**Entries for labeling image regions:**
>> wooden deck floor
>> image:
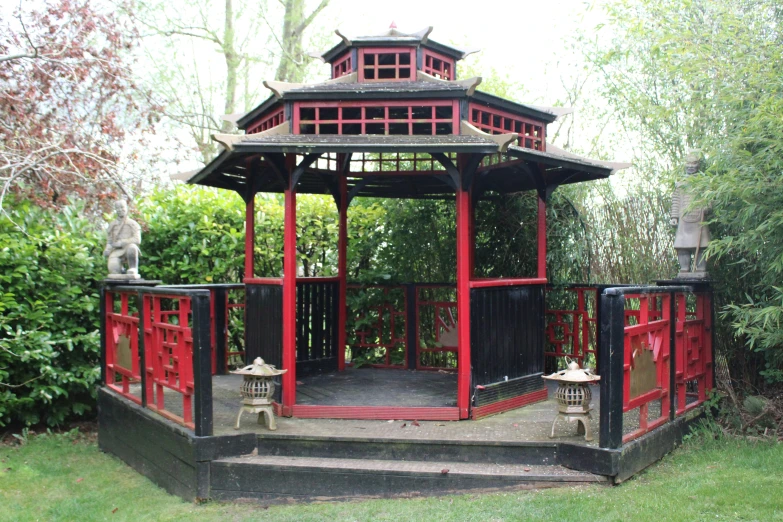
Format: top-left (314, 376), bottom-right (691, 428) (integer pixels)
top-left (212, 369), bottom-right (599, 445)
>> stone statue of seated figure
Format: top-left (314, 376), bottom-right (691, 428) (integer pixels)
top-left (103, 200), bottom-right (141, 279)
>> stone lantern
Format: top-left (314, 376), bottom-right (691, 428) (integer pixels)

**WHAT THIS TASK INVOLVES:** Please render every line of the listing above as a numbered list, leaving out blank lines and the pictures.

**COMPLETED TASK:**
1. >> wooden deck floor
2. >> image:
3. Format: top-left (314, 376), bottom-right (691, 428) (integer pixels)
4. top-left (212, 369), bottom-right (599, 445)
5. >> stone statue of seated figure
6. Format: top-left (314, 376), bottom-right (691, 428) (integer pixels)
7. top-left (103, 200), bottom-right (141, 279)
8. >> stone lantern
9. Format: top-left (314, 376), bottom-right (691, 428) (integer pixels)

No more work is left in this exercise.